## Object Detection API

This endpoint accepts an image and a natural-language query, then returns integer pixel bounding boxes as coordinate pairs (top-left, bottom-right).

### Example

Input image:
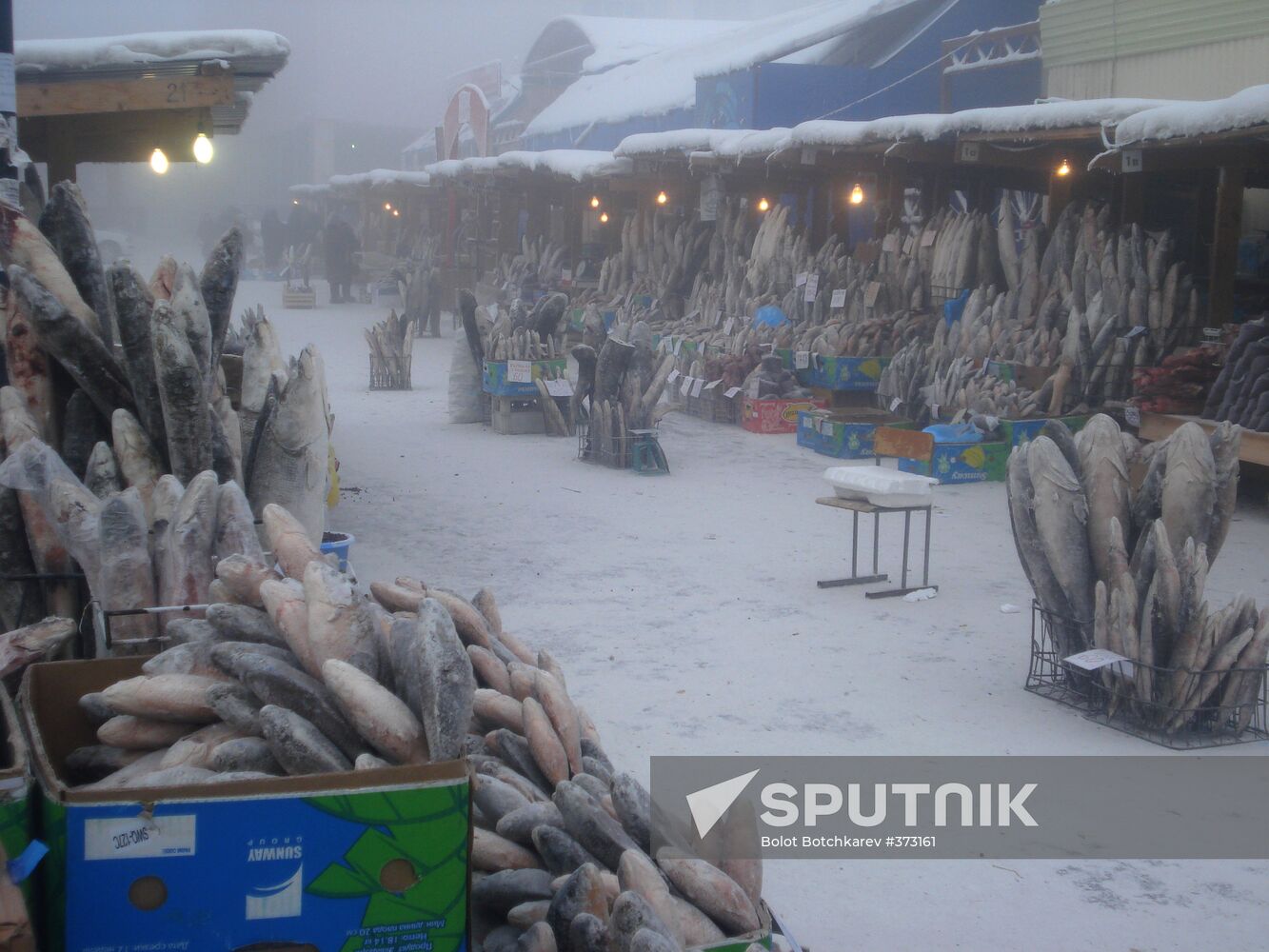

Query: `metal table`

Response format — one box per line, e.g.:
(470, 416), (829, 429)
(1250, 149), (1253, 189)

(815, 496), (939, 598)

::::::::

- _Task brief_:
Repeat all the lines above, omitting the picture, and shift each bounding-box coordinate in the returned result by -7. Leave the sample coordinates under the response format as they are.

- _Finished answer_:
## Object Detection API

This endpoint accepts an image and a natural-language query, then returns integer pixel bounding boxes as coordinate pairs (top-left, bottom-right).

### Example

Input image:

Query: `metal table`

Response format — one box per line, e.g.:
(470, 416), (829, 429)
(1250, 149), (1253, 189)

(808, 489), (932, 591)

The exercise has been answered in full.